# Exercise details:
Starting from the line containing "Please indicate the black shoe", write out every remaining line exactly, the last one included.

# Exercise data:
'''
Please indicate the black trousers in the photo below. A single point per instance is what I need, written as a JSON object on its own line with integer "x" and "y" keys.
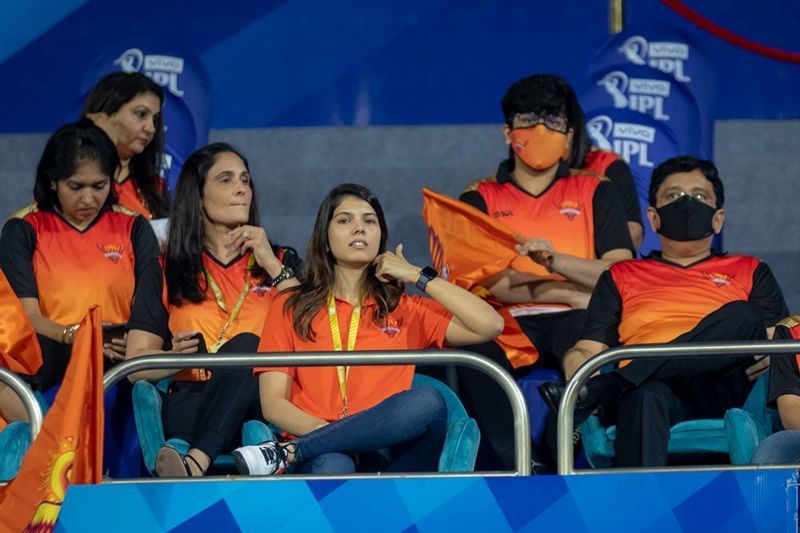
{"x": 552, "y": 334}
{"x": 209, "y": 414}
{"x": 660, "y": 393}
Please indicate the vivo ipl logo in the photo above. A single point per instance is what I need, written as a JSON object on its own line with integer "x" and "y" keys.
{"x": 638, "y": 94}
{"x": 631, "y": 141}
{"x": 163, "y": 70}
{"x": 668, "y": 57}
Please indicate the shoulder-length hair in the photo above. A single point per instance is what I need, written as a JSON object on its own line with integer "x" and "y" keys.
{"x": 183, "y": 265}
{"x": 318, "y": 269}
{"x": 70, "y": 146}
{"x": 108, "y": 96}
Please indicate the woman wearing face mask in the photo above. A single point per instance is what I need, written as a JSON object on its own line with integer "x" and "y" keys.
{"x": 572, "y": 224}
{"x": 352, "y": 299}
{"x": 130, "y": 104}
{"x": 73, "y": 248}
{"x": 221, "y": 274}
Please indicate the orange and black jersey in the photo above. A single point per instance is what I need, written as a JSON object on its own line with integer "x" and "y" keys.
{"x": 152, "y": 312}
{"x": 559, "y": 213}
{"x": 652, "y": 300}
{"x": 784, "y": 375}
{"x": 69, "y": 270}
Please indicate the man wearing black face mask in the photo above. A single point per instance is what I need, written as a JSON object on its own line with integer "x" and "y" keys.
{"x": 686, "y": 293}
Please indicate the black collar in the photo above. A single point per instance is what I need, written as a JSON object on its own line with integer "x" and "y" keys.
{"x": 655, "y": 255}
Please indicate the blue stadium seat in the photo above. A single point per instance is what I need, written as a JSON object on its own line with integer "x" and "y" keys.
{"x": 461, "y": 442}
{"x": 737, "y": 434}
{"x": 147, "y": 412}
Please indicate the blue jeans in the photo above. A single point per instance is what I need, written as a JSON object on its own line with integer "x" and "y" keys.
{"x": 779, "y": 448}
{"x": 412, "y": 424}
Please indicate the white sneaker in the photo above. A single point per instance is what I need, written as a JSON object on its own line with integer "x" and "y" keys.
{"x": 265, "y": 459}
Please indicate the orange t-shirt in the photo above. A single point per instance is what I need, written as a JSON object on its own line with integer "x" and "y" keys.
{"x": 75, "y": 270}
{"x": 208, "y": 318}
{"x": 649, "y": 289}
{"x": 19, "y": 349}
{"x": 416, "y": 323}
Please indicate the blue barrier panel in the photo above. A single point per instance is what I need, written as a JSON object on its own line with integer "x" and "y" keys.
{"x": 743, "y": 500}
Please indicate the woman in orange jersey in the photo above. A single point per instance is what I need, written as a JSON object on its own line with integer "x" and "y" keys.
{"x": 221, "y": 275}
{"x": 352, "y": 298}
{"x": 74, "y": 249}
{"x": 130, "y": 103}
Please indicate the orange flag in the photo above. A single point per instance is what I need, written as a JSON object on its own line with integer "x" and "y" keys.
{"x": 467, "y": 247}
{"x": 69, "y": 449}
{"x": 19, "y": 349}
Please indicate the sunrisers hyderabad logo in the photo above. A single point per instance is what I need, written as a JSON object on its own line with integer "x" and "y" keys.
{"x": 112, "y": 252}
{"x": 718, "y": 279}
{"x": 392, "y": 327}
{"x": 437, "y": 254}
{"x": 56, "y": 480}
{"x": 569, "y": 209}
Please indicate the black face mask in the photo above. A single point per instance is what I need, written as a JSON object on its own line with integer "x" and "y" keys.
{"x": 686, "y": 219}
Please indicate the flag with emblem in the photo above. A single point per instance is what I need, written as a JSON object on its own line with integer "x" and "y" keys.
{"x": 69, "y": 449}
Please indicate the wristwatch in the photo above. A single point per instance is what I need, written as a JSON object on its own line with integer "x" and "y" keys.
{"x": 425, "y": 276}
{"x": 283, "y": 275}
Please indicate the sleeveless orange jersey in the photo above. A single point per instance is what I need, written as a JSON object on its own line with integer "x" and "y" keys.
{"x": 75, "y": 270}
{"x": 648, "y": 287}
{"x": 208, "y": 318}
{"x": 598, "y": 161}
{"x": 564, "y": 215}
{"x": 19, "y": 349}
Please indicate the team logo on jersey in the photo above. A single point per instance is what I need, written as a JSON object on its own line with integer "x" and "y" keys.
{"x": 392, "y": 327}
{"x": 569, "y": 209}
{"x": 112, "y": 252}
{"x": 717, "y": 278}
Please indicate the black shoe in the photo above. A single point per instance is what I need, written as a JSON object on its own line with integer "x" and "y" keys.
{"x": 551, "y": 393}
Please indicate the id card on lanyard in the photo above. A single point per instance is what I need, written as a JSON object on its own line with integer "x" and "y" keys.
{"x": 342, "y": 372}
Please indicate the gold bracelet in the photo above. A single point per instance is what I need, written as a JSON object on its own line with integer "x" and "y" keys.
{"x": 68, "y": 336}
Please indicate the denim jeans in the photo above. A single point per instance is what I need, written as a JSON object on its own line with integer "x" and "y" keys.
{"x": 779, "y": 448}
{"x": 412, "y": 424}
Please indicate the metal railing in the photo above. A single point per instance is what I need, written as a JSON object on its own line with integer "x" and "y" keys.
{"x": 522, "y": 440}
{"x": 25, "y": 394}
{"x": 566, "y": 409}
'''
# Response below:
Please indicate the black shoe in the photo above. A single point per instance is what I need, written as a JSON object on its own line with integer "x" and "y" keys.
{"x": 551, "y": 393}
Please indicate the id card on lanyard in the photo above. A single point per instance is what I need, written as a JSON object on its own line with integer "x" and "y" keys.
{"x": 342, "y": 372}
Please indicate the gold bracelet in the photo above. A single point per instance is what I need, written as a JSON object on its own line with integer "x" and "y" keys.
{"x": 68, "y": 336}
Please indicate the denim jeans in the photo above. A single point per instance is what I need, written as a JSON object on its own line with integer "x" and "y" keys.
{"x": 779, "y": 448}
{"x": 412, "y": 424}
Please indicate the metal railing in the photo above. A single point per instance is what I need, written as a JSON object on its own line with integer "x" and "y" keys.
{"x": 522, "y": 440}
{"x": 25, "y": 394}
{"x": 566, "y": 409}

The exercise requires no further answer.